### [About this task]
Lines before the one containing "Draw the outline of every instance of the **wall-mounted" are to be left out; that line and all after it, through the end of the material below, are to be written out exactly.

### [Source data]
• • • • • • •
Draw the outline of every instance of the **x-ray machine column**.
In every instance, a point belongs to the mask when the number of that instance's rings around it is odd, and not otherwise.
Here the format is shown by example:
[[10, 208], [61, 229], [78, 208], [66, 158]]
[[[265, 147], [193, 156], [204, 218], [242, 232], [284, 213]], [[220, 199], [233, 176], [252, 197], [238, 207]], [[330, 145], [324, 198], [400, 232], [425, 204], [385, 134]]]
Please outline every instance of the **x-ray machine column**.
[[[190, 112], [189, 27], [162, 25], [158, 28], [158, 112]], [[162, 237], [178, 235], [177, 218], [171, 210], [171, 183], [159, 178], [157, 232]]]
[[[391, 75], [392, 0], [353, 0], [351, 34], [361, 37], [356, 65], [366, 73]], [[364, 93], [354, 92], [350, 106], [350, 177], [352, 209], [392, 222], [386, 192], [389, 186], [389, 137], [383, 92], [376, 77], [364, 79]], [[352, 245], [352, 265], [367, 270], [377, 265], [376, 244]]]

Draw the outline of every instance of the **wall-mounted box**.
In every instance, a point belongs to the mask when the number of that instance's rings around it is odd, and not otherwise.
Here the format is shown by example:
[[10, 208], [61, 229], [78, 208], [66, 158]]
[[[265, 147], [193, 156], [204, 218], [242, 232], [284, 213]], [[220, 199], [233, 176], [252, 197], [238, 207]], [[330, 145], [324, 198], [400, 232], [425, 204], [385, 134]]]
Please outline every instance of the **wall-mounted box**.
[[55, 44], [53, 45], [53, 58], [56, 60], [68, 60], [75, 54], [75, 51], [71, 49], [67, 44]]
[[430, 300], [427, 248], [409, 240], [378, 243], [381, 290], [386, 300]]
• • • • • • •
### [Solution]
Draw the outline of every instance of the **wall-mounted box**.
In every instance, a point belongs to the mask when the number of that instance's rings around it is odd, and not otherwise.
Here the format is shown by example:
[[10, 208], [61, 229], [78, 208], [66, 158]]
[[[265, 147], [193, 156], [204, 218], [242, 232], [284, 213]], [[220, 199], [233, 176], [252, 197], [238, 207]], [[330, 145], [324, 198], [400, 232], [425, 204], [385, 134]]]
Please outline every instance of the **wall-mounted box**.
[[55, 44], [53, 45], [53, 58], [56, 60], [68, 60], [75, 54], [75, 51], [71, 49], [67, 44]]
[[430, 300], [427, 248], [409, 240], [378, 243], [381, 290], [386, 300]]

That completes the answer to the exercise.